_WHAT IS BEING ASKED_
Pictures do not belong in the copy; transcribe everything else in the records exactly.

----- PROVIDED INFORMATION

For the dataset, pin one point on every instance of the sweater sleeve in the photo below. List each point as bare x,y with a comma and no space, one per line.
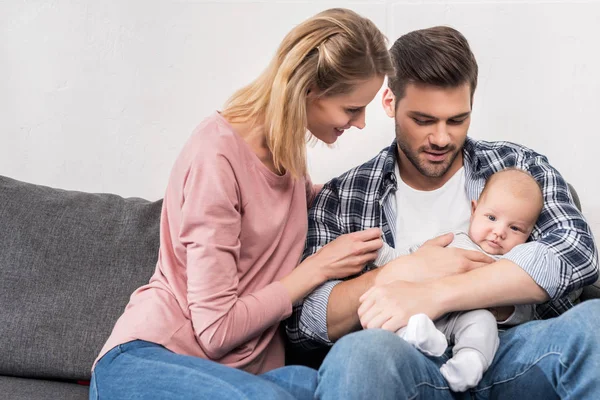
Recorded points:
210,231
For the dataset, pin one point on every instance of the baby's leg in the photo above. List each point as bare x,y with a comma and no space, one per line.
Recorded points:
476,342
424,336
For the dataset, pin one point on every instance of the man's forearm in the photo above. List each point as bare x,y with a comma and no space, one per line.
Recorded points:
342,307
502,283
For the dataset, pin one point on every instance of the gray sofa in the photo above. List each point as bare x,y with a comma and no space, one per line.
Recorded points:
69,262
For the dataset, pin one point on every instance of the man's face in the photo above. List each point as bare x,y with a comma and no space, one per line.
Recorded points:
431,128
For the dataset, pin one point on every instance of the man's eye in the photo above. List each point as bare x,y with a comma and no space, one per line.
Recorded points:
422,121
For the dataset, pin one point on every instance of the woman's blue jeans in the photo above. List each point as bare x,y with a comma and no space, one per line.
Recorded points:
145,370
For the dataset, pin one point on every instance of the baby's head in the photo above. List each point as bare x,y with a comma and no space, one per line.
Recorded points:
506,211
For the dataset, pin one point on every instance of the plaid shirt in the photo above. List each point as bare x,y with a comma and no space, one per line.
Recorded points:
560,256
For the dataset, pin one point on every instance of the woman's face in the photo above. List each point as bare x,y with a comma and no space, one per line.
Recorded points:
329,116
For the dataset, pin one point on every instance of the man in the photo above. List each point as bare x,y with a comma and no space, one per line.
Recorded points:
421,185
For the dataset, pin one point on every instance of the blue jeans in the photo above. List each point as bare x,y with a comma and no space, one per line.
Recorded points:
551,359
145,370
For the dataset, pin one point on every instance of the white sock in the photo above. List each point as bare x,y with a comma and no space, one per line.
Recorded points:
423,335
464,370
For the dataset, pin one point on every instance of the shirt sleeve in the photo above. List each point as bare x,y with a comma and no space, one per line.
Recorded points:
307,327
562,255
210,231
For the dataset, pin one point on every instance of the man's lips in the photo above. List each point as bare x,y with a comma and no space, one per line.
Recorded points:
436,156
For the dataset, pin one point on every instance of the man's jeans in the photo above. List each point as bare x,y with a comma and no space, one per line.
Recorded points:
551,359
145,370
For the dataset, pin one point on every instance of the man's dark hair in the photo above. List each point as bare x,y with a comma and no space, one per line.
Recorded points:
438,56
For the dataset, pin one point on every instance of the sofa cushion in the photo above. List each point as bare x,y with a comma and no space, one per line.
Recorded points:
37,389
69,262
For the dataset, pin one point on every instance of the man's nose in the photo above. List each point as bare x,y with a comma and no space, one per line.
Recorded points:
440,136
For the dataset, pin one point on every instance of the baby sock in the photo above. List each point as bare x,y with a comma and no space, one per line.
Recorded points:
464,370
423,335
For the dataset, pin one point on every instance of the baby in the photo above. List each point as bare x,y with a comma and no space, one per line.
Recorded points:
501,219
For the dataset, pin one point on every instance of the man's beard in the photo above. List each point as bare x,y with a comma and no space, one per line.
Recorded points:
428,168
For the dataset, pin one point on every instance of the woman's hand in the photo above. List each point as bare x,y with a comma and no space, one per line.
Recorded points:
347,255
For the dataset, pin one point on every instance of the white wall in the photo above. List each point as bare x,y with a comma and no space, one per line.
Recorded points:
100,95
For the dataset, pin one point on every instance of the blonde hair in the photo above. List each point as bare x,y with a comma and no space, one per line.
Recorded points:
332,52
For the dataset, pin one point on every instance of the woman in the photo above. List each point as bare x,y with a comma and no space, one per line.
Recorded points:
233,227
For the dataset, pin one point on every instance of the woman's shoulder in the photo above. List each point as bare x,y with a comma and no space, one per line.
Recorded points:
215,135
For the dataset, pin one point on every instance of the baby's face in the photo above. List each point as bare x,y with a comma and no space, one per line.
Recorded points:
500,222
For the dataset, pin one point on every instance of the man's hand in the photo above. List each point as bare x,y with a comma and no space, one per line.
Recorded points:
390,306
432,261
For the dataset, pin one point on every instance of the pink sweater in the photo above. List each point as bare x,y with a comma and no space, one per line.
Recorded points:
230,229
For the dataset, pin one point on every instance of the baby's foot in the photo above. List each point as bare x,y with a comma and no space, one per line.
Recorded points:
464,370
423,335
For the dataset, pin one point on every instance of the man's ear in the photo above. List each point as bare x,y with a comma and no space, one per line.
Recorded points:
388,100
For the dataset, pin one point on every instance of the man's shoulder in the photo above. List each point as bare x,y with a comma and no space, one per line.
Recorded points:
368,173
488,157
499,146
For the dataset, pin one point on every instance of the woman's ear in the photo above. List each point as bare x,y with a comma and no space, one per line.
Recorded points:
388,100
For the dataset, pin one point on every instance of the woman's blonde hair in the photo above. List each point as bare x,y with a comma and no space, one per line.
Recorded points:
332,51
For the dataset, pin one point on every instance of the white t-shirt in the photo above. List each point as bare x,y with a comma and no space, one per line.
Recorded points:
423,215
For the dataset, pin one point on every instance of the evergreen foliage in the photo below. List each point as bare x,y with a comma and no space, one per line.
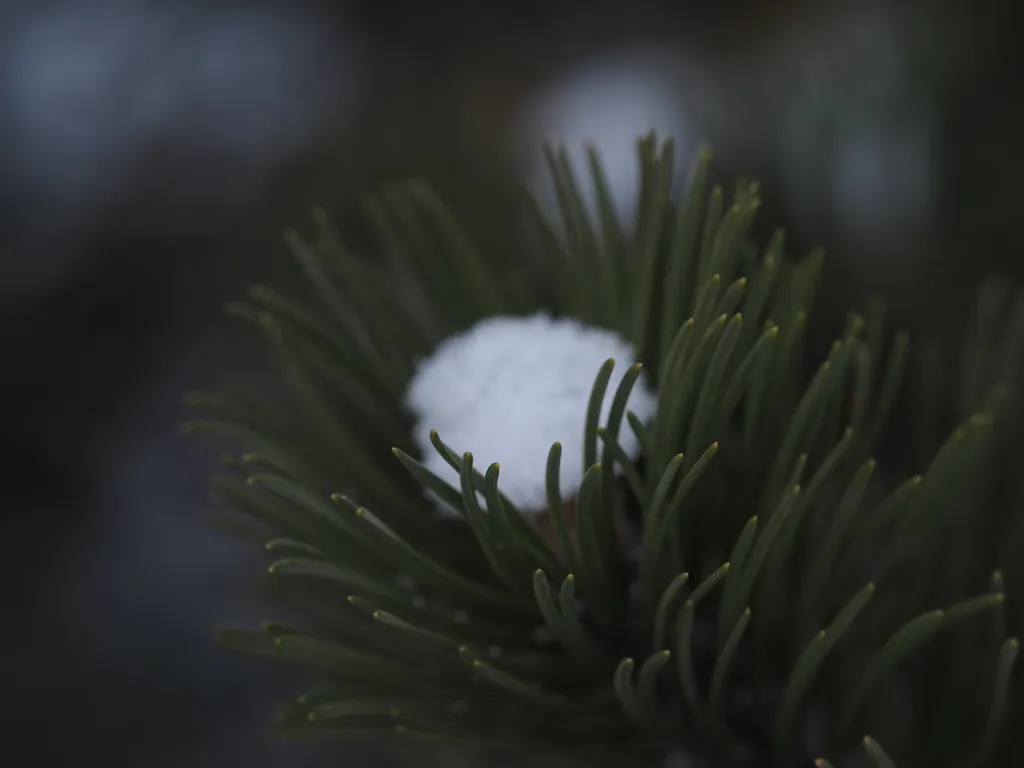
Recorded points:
790,593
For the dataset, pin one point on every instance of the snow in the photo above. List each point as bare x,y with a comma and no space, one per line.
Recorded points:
510,387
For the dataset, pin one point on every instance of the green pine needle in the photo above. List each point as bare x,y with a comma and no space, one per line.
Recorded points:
484,631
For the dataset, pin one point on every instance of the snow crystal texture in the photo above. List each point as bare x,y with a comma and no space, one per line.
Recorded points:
508,388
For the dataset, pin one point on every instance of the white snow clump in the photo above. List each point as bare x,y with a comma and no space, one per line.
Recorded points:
508,388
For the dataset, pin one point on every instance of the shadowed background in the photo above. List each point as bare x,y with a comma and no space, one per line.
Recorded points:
153,152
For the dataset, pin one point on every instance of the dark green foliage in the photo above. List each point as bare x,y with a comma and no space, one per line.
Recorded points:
790,593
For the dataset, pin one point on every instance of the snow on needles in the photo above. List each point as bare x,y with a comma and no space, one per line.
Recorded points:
510,387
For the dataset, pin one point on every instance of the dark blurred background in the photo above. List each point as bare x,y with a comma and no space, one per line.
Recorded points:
151,154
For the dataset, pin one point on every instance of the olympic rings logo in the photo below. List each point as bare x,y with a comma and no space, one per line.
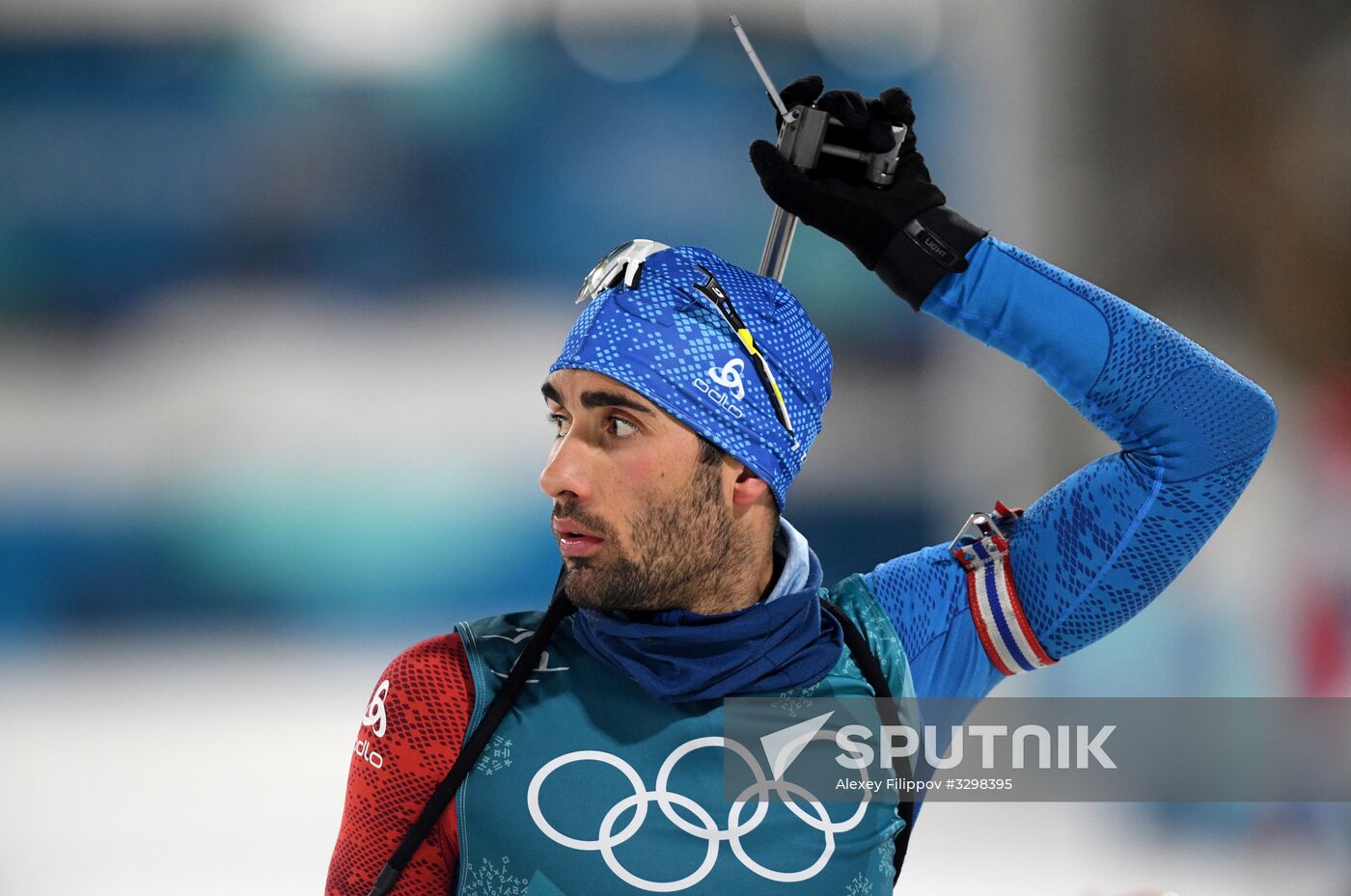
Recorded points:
706,828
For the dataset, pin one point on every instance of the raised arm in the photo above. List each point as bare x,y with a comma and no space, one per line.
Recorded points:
1104,543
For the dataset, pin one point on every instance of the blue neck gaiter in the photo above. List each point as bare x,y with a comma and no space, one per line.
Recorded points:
677,655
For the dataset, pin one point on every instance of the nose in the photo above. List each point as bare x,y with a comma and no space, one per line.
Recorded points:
566,475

----------

_THE ANSWER_
For the dataset, pin one point on every instance of the sweater sleeve in the photo below. List each point as bare x,y with a comma and no space, one per line.
Recorded points:
210,231
For the dataset, pin one point on every instance of the baby's leg in the photo above. List each point as bare x,y with a comma and no space, one per line.
Recorded points:
476,342
424,336
For the dataset, pin one point on every instance of the man's forearm in the photo above. List each point as bare x,y with a comma and no space, one per line.
Recorded points:
342,307
502,283
For the dataset, pin one point on every instance of the gray sofa in the photo above. List each point as bare x,y with a comma and no space, one per line.
Recorded points:
69,262
For the dataset, pin one point on every instance of the man's face in the photo above. List each point as bare x,y with a comma and no space, one per line.
Recorded points:
431,128
For the dataset, pin one point on every instance of the man's eye in the photo above. List each point as bare x,y with a comma and no space, one per line.
Recorded points:
422,121
For the dataset, pin one point on every instance of the woman's blue jeans in the photo above. List each point as bare x,y with a comma and no space, one per line.
Recorded points:
145,370
For the dataset, pin one point on every instance of the baby's head in the photo above. List each point as bare x,y with a comma and no space, one per line.
Recorded points:
506,211
For the dataset, pin one point on every instance of the plaid shirt in the photo above. List each point as bare x,y with a comma and no space, one per line.
Recorded points:
560,256
For the dataset, pin one point on every instance of the woman's face in the photo above. List each point as bare x,y with a comma and no space, one per line.
Recorded points:
329,116
For the dataset, pin one point on every instance of the man in the photo above. List each point as bare x,y with a comma and no space, one per line.
Recorded points:
421,185
For the dataset, pin one point on every instance of the blue jeans in the photo above. List each point as bare x,y with a comma and no space, one per line.
Recorded points:
551,359
145,370
For the dataset, pin one point on every instance of the white sock in the photo above. List each point as bare x,y with a comma and no space, one per line.
Recorded points:
423,335
464,370
For the dataset, pin one point on every instance of the shirt sleeve in the photo above. List each point as bare x,y with a comma and no space, one per line.
Recorded points:
307,327
562,255
210,231
For the dataset, pin one point on every instance of the man's lips in the photo above. List each point as bare x,y with a comma and no space, one per line.
Recorded points:
436,156
For the dataset, pin one point on every instance of the man's jeans in the photo above. List each point as bare x,y with a comma and no space, one per line.
Recorded points:
551,359
145,370
For the dataset, pin one point on every instance of the man's dark hair in the photo above. List each point as bare x,y with a comma and no space, one per line.
Recorded points:
438,56
For the dataset, pin one point on every instance of the sofa cushion in the photo above. List each point as bare x,y with a comma and no space, one per line.
Recorded points:
37,389
69,262
For the dataset, pin one point on every instance of the man's nose in the photo above. List each point as bare x,y with a comma and no space, one per line.
Recorded points:
440,136
For the dataset, pin one point on every instance of the baby sock in the photo above. List each point as bare x,y with a comma and no space, one per line.
Recorded points:
464,370
423,335
For the dataset, pin one point on every instance of the baby in the photo above. List each point as bare x,y with a comma and no space, one per line.
Recorded points:
501,219
For the dataset, pin one point on every instance of the man's beard in the photo above. List each point as bare x,y with a comma and no space, one per line.
Recorded points:
428,168
For the dataset, pin one point on every instance of the woman's hand in the photo above. List each point as bare x,y with a comma and no space, one per line.
Recorded points:
347,255
For the dataset, pin one point on every instance of the white wall in the photo above. List each point as bare x,y with a comma and no space, one per line.
Recorded points:
100,95
For the dataset, pin one point on every instance of the blonde hair in the photo above. List each point as bare x,y with a comma and no space, one per line.
Recorded points:
332,52
For the dataset, pin one point on every instance of the woman in the photo above. List each point as bare x,y with a comma and no space, one per line.
Recorded points:
233,227
For the dataset, pin one point on every instance of the woman's shoulder in the photo above. List each point as bare x,y with a comma and no space, one per line.
Recorded points:
215,135
For the dataset, pin one point on every instance of the baby's face in the photo above. List each point as bare x,y with a comma and no space, one per line.
Recorded points:
500,222
For the dataset, pin one point on every instance of the man's hand in the photo above. List each point as bare x,y with a comma and no space, one per line.
Recorded points:
390,306
432,261
For the dataset, pin one point on every instance of the pink sweater in the photo above. List each point as bare x,y with a comma and no space, one per line.
Recorded points:
230,229
For the dataset, pin one point on every instance of the baby's foot in the photo above. List each point as bare x,y with a comma and no space, one per line.
Recorded points:
464,370
423,335
For the dataset, pin one point on every instance of the man's ear in the photo above. List each point as bare x,y with a comma and no space, one per line.
Recorded points:
388,100
For the dataset, pin one point on every instance of the man's shoulder in the photo above. List each point as bare x,y with a comma and no space, one per line.
Recorded points:
368,173
488,157
499,146
For the dataset, pin one point on every instance of the woman's ear in the photo above. List each point as bare x,y with a comma and no space, one per line.
Recorded points:
388,100
For the dataset, pin one point on every instance of the woman's blonde hair in the photo above. List each point as bare x,y with a comma and no space, one per line.
Recorded points:
332,51
For the dataset, pin one point on every instance of the white t-shirt in the photo above. List each point as bare x,y with a comma and no space, one per line.
Recorded points:
423,215
For the dataset, pin one point on every instance of the evergreen foliage in the photo below. List each point as bare x,y with a comma and no space, one per line.
Recorded points:
790,593
For the dataset, pin one point on every instance of the snow in the photo above. List each point as bare x,y with a comma and no space, one per line.
Recorded points:
510,387
For the dataset, pin one point on every instance of the green pine needle in the photo above. List each point as bare x,y with a comma and no space, one per line.
Recorded points:
484,631
For the dataset, pin one point on every instance of the snow crystal texture in the photo above. List each point as bare x,y with a comma and no space, one per line.
Recorded points:
508,388
For the dataset, pin one point on every instance of the white snow clump in the photo above. List each point as bare x,y with a comma and no space, one per line.
Recorded points:
508,388
For the dataset, pin one point on every instance of the shadowed background in the photo above. List each point as bare x,y with a comma and no space, one per line.
Recorded points:
153,152
For the dataset, pin one point on every instance of the dark green foliage in the photo above. List each point as bare x,y with a comma and no space, one per line.
Recorded points:
790,593
For the dataset, pin one point on every instance of the snow on needles in the photo above. List each point as bare x,y with a comma and no space, one per line.
Recorded points:
510,387
For the dataset, pin one point on every instance of the dark blurred background in the photo above. List each point as bare x,y with a comma and no space, one per line.
Recorded points:
151,154
For the dataset, pin one point on every instance of the olympic rings logo in the photo below. List each point as bare x,y with a comma and no space, one per line.
Recorded points:
706,828
For the dataset, pin one point on every instance of the raised arm in the photo above. List each point as bare x,y with a comma and no space, one per line.
Recorded points:
1104,543
For the dataset, pin one point on every instance of the blue neck gaiter in the photo above. List each point as bare x,y with a comma and no space, one per line.
Recorded points:
677,655
For the dataset, pin one point on every instance of the nose in the photo above. List each point as bare x,y with a comma and no space, one per line.
Recorded points:
566,475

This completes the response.